- Task description -
Gather and copy every line in the records below that contains the word "jeans". Case matters.

- Data extract -
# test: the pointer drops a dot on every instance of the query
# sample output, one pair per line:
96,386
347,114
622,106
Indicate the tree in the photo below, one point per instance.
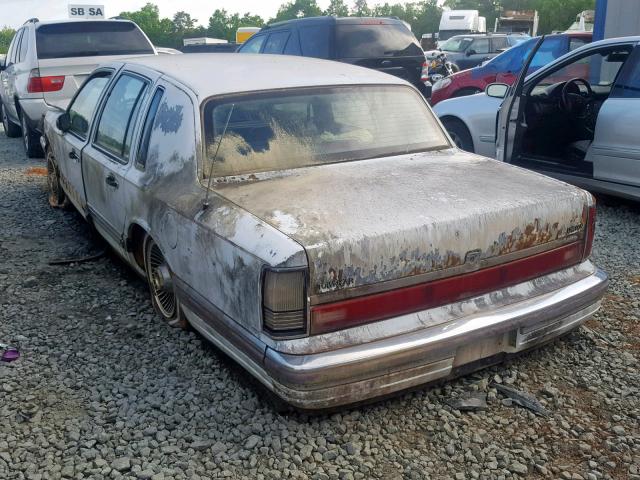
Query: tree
361,9
337,8
298,9
6,34
183,22
160,31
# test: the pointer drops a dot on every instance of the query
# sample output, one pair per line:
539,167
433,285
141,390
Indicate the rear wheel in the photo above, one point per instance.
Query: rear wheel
31,139
57,197
459,133
160,279
11,130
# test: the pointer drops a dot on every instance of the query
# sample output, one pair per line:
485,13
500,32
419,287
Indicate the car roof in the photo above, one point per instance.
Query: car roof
223,73
340,20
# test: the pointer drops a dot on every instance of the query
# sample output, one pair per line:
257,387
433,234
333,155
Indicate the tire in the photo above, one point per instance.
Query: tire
57,197
459,133
11,130
31,140
160,279
464,92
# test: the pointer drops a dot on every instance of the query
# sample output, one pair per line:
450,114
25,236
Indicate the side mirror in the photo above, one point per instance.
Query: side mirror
497,90
64,122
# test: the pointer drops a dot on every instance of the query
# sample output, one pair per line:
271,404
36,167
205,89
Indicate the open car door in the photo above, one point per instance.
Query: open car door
509,114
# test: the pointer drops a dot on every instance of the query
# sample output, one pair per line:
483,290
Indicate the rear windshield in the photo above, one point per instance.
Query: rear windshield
304,127
90,39
375,40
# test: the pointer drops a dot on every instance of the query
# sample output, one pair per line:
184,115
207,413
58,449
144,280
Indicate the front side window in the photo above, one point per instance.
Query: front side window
628,85
304,127
84,105
118,116
276,42
253,45
599,69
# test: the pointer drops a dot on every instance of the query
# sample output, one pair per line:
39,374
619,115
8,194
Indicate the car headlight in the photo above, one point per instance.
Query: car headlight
442,83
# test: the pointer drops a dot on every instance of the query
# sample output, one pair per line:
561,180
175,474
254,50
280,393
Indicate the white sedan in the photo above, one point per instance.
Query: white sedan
471,122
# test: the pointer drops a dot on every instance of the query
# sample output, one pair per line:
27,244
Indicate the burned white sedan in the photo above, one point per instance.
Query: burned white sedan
313,220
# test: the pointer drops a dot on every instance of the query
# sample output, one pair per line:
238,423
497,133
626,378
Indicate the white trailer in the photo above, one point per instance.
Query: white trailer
460,22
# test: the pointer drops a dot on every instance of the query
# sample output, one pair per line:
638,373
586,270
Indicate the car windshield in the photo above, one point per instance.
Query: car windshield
456,44
304,127
90,39
375,40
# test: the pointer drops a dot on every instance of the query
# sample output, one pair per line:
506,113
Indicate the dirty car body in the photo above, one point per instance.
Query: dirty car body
335,262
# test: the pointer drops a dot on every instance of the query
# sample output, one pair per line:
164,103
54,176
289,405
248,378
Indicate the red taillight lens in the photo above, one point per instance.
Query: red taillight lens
590,231
45,84
371,308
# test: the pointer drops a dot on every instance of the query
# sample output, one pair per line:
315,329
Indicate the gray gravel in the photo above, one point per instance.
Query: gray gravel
104,390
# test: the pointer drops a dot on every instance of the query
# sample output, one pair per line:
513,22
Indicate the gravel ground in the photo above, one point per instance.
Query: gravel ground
105,390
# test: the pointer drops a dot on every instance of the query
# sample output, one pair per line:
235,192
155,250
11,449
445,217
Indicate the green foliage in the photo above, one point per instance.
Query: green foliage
337,8
6,34
423,16
297,9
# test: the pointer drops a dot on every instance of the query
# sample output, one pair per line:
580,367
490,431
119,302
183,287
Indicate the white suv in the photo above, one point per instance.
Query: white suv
48,61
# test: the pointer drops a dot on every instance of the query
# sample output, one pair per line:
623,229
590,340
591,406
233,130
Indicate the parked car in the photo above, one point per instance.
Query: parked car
582,129
48,61
318,226
505,67
384,44
468,51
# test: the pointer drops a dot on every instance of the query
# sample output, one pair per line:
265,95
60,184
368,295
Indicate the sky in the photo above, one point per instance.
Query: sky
14,12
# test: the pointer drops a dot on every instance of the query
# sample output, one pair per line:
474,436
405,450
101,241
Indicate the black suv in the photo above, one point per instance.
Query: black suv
384,44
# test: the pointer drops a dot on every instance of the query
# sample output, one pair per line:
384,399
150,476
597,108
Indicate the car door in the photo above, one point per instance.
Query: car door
509,113
106,158
68,146
8,75
615,151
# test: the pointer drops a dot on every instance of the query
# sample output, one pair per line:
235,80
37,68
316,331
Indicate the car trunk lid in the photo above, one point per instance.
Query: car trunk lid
377,224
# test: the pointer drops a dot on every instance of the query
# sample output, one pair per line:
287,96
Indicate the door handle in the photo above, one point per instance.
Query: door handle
111,180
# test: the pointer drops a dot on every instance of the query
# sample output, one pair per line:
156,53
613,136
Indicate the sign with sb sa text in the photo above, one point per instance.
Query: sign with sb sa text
86,11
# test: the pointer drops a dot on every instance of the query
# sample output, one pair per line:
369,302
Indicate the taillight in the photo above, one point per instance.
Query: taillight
590,230
425,72
284,302
38,84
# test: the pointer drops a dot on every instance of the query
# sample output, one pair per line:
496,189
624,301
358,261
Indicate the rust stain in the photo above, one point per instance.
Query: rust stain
37,171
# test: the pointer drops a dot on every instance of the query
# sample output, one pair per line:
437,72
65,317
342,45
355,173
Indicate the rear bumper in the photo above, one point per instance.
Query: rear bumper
375,369
381,358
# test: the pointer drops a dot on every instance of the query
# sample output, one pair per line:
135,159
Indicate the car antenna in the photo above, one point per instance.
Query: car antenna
205,205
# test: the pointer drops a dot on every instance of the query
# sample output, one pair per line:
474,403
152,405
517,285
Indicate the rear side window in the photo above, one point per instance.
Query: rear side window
24,44
253,45
118,116
143,151
90,39
84,105
314,41
628,85
374,41
276,42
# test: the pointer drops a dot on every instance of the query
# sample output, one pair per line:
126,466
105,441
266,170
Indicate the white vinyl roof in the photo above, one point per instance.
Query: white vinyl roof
208,74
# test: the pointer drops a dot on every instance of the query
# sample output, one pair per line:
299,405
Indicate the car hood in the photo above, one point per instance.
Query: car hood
380,220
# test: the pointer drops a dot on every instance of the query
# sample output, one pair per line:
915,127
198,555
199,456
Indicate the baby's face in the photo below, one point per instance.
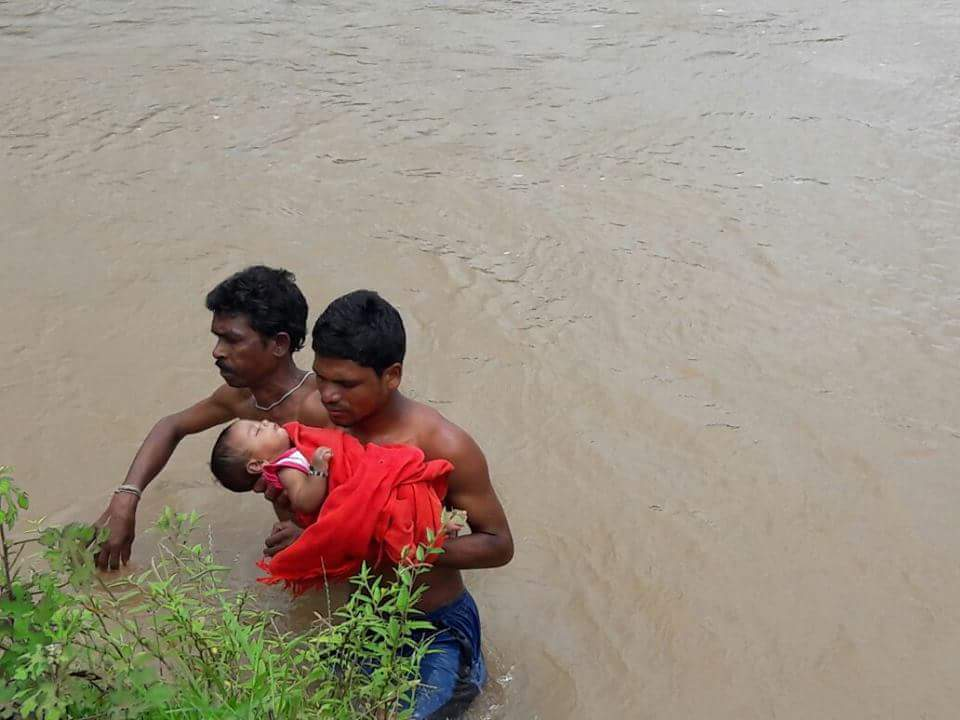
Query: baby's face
262,440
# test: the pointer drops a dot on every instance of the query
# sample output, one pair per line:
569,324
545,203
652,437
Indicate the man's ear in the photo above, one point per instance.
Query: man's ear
281,344
392,376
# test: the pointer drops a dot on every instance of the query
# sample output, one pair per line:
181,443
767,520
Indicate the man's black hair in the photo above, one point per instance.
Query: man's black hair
268,297
228,466
363,327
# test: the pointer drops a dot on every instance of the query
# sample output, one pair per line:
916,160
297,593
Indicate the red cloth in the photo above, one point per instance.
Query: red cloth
380,499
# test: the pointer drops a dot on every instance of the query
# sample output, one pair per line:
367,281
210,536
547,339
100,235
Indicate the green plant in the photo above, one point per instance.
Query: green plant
175,642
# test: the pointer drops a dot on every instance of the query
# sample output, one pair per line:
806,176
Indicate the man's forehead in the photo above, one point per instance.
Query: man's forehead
339,368
230,322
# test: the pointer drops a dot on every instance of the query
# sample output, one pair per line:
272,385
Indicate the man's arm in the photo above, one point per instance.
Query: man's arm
490,543
120,515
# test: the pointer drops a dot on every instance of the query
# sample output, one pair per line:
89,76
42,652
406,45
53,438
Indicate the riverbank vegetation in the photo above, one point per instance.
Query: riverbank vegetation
175,641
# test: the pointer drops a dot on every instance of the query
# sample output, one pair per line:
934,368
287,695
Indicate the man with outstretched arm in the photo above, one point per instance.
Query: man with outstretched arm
359,344
259,320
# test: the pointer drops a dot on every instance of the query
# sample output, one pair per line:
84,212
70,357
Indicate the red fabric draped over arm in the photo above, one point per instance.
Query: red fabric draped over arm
379,501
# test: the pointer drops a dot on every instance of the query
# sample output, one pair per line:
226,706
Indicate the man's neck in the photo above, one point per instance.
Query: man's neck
275,385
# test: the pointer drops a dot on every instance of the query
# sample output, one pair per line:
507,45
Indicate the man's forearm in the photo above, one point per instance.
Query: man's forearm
153,455
479,550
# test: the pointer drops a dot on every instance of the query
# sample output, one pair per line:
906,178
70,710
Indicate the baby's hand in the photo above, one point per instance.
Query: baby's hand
452,521
321,460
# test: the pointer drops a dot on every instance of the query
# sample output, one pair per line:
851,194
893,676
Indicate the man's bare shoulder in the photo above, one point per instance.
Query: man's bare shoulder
312,412
438,436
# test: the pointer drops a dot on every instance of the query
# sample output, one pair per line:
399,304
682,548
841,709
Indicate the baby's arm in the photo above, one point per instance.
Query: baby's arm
307,492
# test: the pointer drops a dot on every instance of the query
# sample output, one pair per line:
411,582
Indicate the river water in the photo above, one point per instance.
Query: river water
688,271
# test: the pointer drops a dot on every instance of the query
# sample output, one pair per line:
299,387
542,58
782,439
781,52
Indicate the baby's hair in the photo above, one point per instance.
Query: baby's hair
228,466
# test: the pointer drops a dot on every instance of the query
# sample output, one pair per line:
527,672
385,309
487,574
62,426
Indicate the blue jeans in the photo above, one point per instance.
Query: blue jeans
452,674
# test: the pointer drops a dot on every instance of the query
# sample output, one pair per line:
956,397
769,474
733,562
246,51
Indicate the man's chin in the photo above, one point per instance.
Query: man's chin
340,419
232,380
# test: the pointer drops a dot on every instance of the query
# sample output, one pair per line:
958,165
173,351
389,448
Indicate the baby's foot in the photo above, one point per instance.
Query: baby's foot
321,460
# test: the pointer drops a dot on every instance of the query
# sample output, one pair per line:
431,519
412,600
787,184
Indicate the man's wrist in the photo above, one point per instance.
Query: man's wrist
125,498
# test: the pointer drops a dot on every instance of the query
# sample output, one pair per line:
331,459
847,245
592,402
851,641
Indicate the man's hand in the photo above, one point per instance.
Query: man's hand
281,536
120,518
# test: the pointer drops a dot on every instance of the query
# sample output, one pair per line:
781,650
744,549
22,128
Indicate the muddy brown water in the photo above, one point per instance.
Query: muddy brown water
687,271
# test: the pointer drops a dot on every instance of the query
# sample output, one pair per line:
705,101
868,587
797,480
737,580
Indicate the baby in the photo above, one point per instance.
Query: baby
252,455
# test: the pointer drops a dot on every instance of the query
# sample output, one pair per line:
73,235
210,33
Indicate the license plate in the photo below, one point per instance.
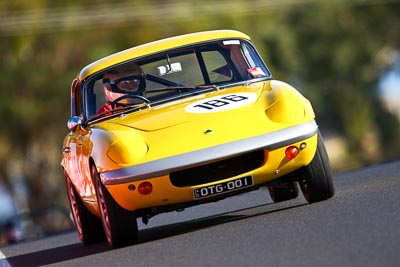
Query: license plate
216,189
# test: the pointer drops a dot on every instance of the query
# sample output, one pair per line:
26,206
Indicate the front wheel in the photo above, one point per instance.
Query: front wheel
316,181
284,191
120,225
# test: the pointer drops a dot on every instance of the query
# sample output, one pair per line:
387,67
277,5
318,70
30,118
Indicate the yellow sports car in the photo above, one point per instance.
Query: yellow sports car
180,122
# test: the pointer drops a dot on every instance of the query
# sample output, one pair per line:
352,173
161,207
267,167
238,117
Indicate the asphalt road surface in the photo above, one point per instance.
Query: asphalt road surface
359,226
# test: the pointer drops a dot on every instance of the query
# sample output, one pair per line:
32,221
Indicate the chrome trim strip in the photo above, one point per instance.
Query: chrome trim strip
164,166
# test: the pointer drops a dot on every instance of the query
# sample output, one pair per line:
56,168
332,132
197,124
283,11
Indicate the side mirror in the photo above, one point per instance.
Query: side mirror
73,122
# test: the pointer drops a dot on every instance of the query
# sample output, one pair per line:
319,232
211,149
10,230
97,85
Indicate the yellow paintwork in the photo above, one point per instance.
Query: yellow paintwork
157,46
167,130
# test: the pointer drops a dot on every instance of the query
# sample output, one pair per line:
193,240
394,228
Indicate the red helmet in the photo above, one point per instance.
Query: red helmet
125,80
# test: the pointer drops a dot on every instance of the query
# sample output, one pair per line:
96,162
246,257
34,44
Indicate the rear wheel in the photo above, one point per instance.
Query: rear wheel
316,180
284,191
120,225
87,225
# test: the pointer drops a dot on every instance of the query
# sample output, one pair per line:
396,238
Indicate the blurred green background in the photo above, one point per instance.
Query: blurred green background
343,55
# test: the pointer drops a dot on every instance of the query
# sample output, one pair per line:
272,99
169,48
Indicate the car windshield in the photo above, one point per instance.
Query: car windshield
173,74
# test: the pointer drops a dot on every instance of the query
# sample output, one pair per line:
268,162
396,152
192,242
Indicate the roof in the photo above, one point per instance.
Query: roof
157,46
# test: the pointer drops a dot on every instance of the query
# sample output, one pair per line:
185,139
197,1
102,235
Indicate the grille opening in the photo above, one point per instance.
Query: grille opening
218,170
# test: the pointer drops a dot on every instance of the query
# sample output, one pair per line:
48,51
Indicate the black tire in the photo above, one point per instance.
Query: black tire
120,225
316,180
283,192
87,225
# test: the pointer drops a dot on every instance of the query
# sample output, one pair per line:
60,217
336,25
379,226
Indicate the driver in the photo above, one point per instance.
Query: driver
121,82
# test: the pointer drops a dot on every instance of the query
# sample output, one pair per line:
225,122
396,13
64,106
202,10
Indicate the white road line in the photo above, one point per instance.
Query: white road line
3,260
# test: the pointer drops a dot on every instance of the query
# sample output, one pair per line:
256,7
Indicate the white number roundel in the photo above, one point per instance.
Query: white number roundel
221,103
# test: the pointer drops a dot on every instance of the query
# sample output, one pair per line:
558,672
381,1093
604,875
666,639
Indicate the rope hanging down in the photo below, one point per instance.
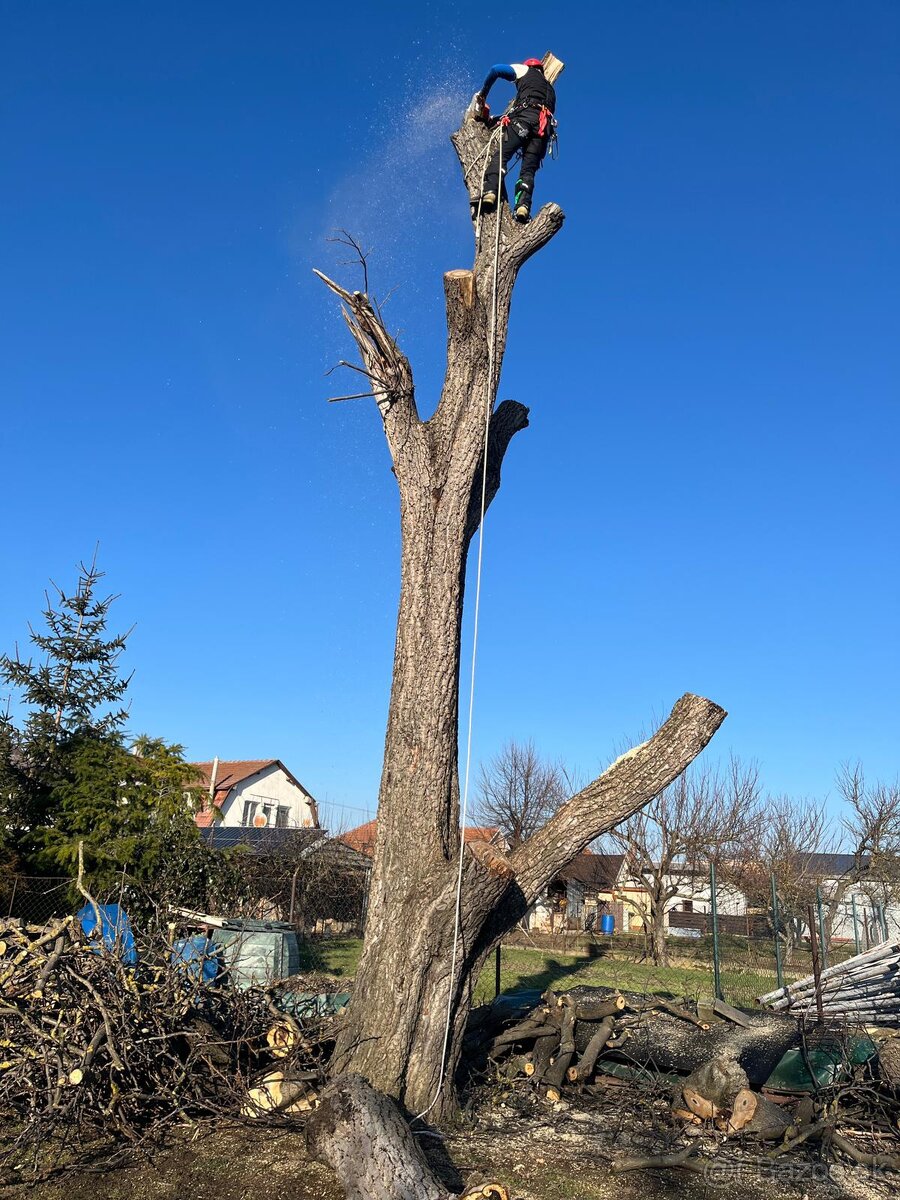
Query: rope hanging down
463,808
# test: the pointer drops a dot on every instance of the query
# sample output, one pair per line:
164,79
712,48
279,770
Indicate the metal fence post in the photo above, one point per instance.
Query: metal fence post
714,913
775,923
822,942
856,924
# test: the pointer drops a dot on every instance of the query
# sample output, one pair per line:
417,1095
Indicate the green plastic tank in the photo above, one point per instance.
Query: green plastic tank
256,953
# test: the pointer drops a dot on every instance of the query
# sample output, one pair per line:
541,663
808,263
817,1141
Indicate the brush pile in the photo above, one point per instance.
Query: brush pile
94,1050
864,989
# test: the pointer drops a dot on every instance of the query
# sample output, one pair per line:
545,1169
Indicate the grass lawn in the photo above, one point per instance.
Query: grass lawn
523,969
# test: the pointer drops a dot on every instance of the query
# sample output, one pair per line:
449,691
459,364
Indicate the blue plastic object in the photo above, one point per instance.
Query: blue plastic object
198,957
114,930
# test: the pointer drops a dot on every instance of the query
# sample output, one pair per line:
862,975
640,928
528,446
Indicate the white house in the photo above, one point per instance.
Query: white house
258,793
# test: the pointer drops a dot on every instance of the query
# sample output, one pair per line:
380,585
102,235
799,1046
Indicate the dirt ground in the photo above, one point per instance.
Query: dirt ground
539,1153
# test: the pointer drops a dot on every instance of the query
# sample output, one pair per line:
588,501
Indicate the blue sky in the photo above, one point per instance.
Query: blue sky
707,496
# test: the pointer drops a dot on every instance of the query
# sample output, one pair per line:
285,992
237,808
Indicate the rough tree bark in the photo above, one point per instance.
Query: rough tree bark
395,1029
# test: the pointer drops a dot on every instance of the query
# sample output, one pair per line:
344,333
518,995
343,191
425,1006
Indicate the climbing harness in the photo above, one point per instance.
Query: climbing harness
490,389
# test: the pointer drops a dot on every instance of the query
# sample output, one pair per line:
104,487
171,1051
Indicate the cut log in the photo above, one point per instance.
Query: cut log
667,1043
768,1121
597,1009
544,1050
280,1093
742,1111
717,1083
585,1067
699,1104
555,1074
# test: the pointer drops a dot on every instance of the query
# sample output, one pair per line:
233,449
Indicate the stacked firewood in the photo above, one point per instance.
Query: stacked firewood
91,1048
863,990
551,1029
562,1041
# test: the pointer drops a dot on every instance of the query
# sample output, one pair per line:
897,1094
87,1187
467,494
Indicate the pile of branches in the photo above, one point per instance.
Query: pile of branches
95,1053
705,1080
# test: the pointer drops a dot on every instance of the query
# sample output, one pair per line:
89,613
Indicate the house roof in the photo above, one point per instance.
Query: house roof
598,871
232,772
363,838
261,841
829,867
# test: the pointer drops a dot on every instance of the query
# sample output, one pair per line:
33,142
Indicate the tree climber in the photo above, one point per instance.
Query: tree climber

- Exercise solution -
Indicate the blue jeans in the photo above, one point per instance.
Query: blue jeans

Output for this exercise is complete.